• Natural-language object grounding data
--*--
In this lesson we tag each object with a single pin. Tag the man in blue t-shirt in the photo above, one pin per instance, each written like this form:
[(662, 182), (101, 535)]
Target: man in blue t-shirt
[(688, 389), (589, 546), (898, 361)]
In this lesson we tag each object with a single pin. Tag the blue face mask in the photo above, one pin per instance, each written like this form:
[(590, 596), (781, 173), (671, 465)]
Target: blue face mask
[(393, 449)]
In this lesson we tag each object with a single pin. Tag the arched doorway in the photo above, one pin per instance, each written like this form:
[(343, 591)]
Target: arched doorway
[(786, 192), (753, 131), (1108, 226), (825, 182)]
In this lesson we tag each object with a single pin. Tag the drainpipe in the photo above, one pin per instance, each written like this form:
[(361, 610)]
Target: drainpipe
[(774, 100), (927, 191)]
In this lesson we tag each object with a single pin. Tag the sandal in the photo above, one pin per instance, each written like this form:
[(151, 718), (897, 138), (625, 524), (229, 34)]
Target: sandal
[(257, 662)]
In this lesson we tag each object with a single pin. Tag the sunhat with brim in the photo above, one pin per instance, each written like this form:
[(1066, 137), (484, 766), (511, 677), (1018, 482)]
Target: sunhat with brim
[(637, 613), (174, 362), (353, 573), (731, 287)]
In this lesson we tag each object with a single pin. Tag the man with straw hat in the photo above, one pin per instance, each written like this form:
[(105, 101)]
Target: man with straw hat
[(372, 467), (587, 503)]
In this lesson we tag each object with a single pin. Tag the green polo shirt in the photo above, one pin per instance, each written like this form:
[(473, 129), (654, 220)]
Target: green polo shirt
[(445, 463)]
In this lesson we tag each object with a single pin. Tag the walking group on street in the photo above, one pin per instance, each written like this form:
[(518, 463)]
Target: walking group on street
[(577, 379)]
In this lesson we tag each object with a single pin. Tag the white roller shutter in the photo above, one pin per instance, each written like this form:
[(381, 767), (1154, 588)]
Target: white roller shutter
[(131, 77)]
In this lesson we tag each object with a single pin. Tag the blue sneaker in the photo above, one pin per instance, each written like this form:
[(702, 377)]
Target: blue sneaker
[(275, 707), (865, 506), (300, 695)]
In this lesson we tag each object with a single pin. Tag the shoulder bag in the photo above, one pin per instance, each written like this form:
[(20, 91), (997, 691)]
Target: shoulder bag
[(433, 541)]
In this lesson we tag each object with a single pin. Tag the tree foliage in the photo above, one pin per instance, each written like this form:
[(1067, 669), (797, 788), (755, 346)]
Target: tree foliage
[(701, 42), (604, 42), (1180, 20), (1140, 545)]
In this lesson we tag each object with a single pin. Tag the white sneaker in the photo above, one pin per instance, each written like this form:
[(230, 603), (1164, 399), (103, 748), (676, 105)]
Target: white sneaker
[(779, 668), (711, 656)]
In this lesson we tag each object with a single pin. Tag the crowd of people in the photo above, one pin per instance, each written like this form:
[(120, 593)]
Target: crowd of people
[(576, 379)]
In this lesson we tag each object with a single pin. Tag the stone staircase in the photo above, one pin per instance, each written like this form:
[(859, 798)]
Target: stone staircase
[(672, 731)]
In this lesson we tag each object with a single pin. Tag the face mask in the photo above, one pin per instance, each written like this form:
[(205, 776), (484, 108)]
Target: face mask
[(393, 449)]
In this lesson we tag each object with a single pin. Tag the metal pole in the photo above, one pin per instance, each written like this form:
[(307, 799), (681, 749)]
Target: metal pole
--*--
• What the task asks
Search the records above for "metal". Copy each line where it is found.

• Reply to the task
In this lesson we tag each object with a single pin. Tag the metal pole in the photo above, one pin per instance, each written like this form:
Target: metal pole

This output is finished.